• **Objective**: Transcribe the part of the records below that opens with their very first line and closes with the line containing "pixel 104 108", keeping both of those lines. Reproduce every line in between without any change.

• **Records for the task**:
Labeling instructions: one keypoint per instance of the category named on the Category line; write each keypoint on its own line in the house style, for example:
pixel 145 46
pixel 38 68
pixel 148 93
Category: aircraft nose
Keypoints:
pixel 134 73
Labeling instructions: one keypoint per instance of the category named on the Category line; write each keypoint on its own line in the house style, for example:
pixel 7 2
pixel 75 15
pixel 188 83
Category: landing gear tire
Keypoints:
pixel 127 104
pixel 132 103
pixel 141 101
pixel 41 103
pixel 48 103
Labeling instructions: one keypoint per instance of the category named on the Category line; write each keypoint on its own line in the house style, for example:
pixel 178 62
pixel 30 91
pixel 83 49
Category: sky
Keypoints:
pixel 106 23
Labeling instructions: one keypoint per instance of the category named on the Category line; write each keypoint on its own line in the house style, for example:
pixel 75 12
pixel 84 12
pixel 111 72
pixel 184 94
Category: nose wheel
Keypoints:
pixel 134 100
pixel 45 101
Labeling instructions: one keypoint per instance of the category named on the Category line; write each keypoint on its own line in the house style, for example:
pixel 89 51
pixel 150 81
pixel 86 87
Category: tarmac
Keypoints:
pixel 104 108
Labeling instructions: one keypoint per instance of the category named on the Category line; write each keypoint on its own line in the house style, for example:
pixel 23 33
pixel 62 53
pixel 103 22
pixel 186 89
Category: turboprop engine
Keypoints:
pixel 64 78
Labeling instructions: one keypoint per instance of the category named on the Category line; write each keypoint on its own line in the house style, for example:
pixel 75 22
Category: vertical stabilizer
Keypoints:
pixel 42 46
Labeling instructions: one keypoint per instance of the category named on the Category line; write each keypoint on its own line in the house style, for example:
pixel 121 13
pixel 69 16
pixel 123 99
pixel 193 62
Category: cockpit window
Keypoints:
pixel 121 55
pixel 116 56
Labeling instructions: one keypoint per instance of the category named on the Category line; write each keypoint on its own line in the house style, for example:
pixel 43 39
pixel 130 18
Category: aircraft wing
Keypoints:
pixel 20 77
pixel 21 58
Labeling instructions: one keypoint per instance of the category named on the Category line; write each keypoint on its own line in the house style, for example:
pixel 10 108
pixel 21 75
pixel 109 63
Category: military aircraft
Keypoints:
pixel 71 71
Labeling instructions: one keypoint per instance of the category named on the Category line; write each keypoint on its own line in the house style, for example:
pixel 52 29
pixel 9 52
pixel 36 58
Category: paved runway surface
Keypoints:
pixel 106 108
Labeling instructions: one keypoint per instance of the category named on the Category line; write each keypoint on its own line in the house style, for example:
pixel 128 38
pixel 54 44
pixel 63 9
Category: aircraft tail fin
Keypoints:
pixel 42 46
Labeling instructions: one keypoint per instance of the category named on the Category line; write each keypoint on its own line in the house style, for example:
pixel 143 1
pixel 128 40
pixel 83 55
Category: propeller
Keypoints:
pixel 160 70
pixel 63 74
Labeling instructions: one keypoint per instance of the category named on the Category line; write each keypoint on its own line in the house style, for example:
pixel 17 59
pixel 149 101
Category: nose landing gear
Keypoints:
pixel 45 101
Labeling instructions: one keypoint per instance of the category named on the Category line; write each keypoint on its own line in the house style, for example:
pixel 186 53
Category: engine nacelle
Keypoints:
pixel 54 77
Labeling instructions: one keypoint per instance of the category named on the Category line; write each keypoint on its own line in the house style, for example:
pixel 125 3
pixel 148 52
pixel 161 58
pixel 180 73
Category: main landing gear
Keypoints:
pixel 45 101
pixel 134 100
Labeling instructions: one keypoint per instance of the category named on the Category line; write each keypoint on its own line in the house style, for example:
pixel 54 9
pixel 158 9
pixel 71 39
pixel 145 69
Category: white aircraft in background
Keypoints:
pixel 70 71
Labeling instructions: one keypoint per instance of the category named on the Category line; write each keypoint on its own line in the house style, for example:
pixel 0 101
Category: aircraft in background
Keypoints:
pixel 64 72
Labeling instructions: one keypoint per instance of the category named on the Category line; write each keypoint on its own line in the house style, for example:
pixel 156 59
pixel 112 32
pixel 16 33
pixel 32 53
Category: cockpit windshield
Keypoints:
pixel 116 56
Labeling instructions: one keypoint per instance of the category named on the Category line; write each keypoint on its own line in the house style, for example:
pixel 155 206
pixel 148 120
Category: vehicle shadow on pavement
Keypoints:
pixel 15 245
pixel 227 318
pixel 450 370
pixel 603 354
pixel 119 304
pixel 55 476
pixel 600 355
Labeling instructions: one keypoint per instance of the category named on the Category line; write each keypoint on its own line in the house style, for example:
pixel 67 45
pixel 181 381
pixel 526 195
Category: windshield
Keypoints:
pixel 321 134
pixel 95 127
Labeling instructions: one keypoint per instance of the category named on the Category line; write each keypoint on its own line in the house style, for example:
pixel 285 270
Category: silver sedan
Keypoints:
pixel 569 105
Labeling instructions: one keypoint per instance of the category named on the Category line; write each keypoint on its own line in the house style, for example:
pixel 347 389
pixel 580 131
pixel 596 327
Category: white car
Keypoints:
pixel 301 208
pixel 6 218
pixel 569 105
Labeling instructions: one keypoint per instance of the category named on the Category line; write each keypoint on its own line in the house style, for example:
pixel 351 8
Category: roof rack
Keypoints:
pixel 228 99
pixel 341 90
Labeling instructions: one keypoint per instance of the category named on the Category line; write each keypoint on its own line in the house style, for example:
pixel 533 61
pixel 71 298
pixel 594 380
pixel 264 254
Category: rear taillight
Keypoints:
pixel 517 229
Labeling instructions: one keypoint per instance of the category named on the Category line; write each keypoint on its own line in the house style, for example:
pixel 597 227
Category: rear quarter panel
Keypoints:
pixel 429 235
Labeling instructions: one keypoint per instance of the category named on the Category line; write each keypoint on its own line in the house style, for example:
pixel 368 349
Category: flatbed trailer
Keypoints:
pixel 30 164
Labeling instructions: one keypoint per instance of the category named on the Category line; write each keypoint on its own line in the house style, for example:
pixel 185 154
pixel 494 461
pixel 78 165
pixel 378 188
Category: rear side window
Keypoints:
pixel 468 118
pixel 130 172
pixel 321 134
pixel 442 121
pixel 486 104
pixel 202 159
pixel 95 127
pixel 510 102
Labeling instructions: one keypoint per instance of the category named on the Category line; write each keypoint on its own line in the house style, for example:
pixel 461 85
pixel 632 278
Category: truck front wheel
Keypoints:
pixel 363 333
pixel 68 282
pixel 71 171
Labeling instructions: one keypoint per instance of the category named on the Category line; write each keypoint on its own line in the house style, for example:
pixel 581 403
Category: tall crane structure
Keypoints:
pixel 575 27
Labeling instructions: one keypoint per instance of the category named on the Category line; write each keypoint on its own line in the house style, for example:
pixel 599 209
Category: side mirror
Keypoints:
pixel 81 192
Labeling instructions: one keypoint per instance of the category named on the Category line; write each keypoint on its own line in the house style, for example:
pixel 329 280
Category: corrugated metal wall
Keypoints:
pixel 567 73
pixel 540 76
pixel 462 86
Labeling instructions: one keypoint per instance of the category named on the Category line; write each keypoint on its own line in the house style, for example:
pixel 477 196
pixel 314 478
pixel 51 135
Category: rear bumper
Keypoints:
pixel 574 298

• **Response to this exercise**:
Labeling instructions: one keypoint per instance of the category named on the Category line; write each keypoint on its own line in the house style, for example:
pixel 145 46
pixel 38 68
pixel 148 93
Category: aircraft nose
Keypoints:
pixel 134 73
Labeling instructions: one keypoint per instance of the category named on the Category line; write each keypoint on its own line in the house style, for example:
pixel 7 2
pixel 75 15
pixel 188 83
Category: landing gear tire
Keypoints:
pixel 127 104
pixel 132 103
pixel 141 101
pixel 41 103
pixel 48 103
Labeling instructions: one keypoint per instance of the category named on the Category line; write each keypoint on its own line in the house style, for example:
pixel 178 62
pixel 30 91
pixel 83 49
Category: sky
Keypoints:
pixel 106 23
Labeling instructions: one keypoint per instance of the category named on the Category line; write each keypoint on its own line in the house style, for example:
pixel 75 12
pixel 84 12
pixel 111 72
pixel 184 94
Category: nose wheel
Keypoints:
pixel 134 100
pixel 45 101
Labeling instructions: one keypoint per instance of the category named on the Category line; write each keypoint on its own line in the house style, for example:
pixel 89 51
pixel 150 81
pixel 86 87
Category: tarmac
Keypoints:
pixel 104 108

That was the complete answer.